# Challenge:
Pick out each line of the material that contains the string "white" and copy it. Match case exactly.

Records:
◆ ◆ ◆ ◆ ◆

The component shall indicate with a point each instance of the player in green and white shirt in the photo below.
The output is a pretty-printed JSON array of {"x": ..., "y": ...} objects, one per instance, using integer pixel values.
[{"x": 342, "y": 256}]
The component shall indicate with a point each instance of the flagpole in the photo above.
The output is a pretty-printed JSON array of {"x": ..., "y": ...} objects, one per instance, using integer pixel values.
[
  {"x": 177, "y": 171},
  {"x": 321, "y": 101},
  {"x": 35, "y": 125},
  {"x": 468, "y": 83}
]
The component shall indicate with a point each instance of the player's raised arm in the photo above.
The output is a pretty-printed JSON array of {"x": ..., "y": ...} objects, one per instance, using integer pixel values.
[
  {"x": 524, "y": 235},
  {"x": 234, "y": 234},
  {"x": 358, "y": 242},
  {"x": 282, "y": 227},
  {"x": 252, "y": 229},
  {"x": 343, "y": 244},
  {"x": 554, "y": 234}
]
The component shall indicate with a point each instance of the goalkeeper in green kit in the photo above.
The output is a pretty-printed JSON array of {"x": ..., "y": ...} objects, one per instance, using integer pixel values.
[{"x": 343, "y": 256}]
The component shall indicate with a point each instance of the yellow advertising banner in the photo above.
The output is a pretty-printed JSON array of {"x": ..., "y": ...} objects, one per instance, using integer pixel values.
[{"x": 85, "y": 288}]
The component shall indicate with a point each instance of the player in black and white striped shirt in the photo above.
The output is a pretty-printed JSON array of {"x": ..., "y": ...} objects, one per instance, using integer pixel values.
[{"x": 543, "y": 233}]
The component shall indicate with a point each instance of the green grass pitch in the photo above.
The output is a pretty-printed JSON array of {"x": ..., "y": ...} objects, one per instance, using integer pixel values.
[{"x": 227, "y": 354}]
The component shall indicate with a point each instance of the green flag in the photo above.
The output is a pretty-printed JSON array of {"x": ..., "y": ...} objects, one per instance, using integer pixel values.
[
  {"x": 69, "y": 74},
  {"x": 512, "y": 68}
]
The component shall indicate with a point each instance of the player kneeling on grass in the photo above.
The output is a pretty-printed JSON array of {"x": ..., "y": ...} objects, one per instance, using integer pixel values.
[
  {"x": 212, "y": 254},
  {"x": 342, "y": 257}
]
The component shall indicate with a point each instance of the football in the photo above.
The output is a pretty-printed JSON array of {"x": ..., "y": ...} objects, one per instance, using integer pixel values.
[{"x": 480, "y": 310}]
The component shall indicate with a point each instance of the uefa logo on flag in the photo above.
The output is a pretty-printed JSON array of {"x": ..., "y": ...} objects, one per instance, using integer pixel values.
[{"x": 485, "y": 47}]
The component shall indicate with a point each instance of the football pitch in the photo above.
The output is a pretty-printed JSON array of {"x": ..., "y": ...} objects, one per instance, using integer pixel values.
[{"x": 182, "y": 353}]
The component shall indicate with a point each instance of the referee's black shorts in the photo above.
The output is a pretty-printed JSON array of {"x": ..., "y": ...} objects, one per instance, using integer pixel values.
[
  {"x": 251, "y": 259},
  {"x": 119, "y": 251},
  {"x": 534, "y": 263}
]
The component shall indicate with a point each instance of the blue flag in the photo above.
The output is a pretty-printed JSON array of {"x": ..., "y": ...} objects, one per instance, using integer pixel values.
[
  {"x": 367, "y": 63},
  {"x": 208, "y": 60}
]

◆ ◆ ◆ ◆ ◆

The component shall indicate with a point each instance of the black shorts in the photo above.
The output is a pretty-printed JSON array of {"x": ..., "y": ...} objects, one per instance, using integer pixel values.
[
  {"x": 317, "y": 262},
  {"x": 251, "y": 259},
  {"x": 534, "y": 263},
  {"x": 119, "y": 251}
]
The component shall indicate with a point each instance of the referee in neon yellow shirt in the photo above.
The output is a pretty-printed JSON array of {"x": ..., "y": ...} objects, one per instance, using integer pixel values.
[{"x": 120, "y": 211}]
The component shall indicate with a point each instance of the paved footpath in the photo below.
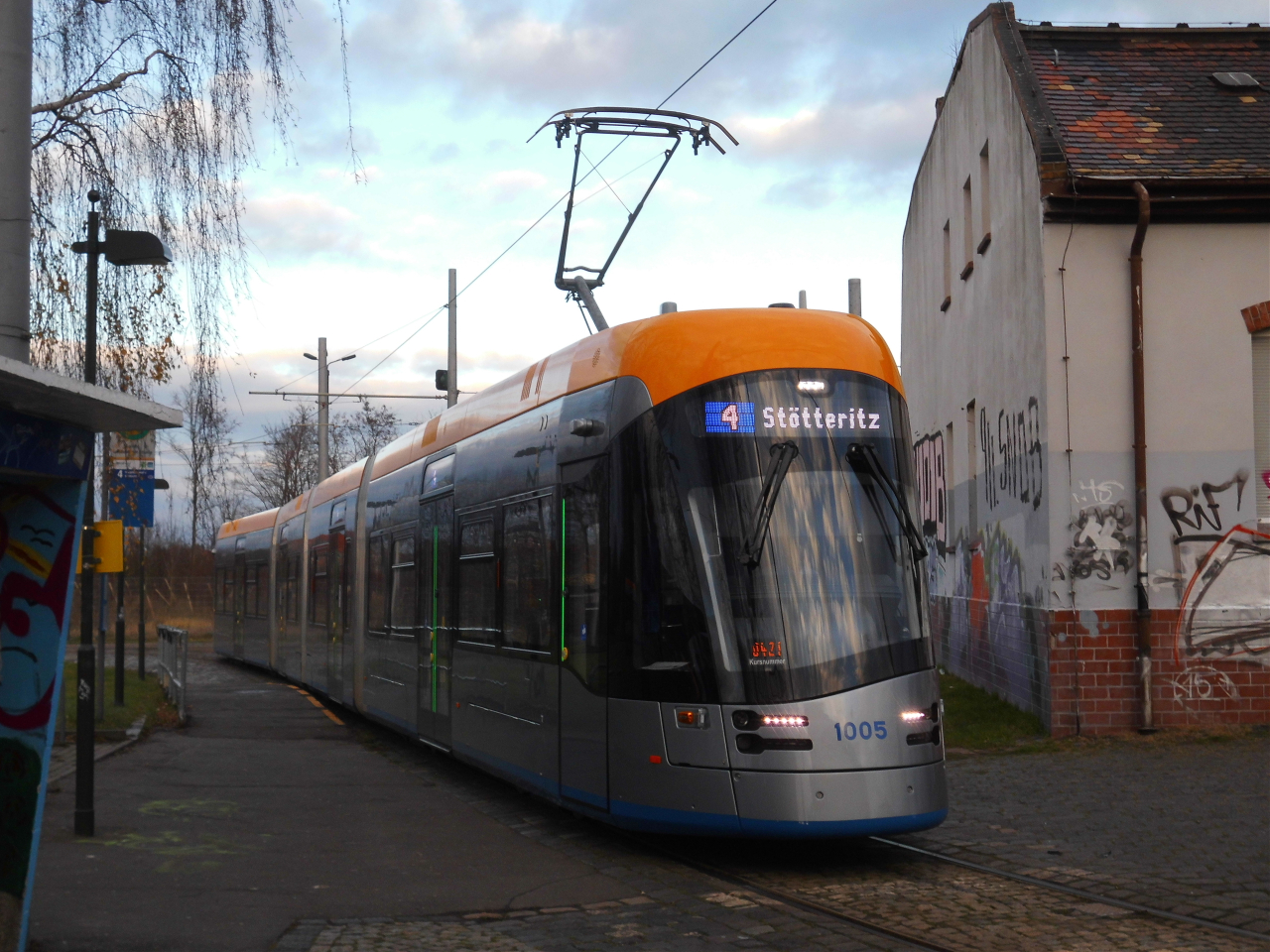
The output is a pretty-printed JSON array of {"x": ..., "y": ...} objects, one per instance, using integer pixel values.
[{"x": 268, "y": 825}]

◆ ◆ ◆ ◆ ◆

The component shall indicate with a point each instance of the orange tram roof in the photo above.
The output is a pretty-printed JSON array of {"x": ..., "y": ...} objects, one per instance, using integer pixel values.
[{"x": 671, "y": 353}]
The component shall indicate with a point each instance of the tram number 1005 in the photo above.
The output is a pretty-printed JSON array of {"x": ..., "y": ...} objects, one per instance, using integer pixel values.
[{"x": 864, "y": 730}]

◆ ◆ ◆ ◆ ◆

# Solved problem:
The component shall indicate with a point each instance of the player in green and white shirt in the photo below.
The component shall indicate with a point each instance of the player in black and white striped shirt in the photo above.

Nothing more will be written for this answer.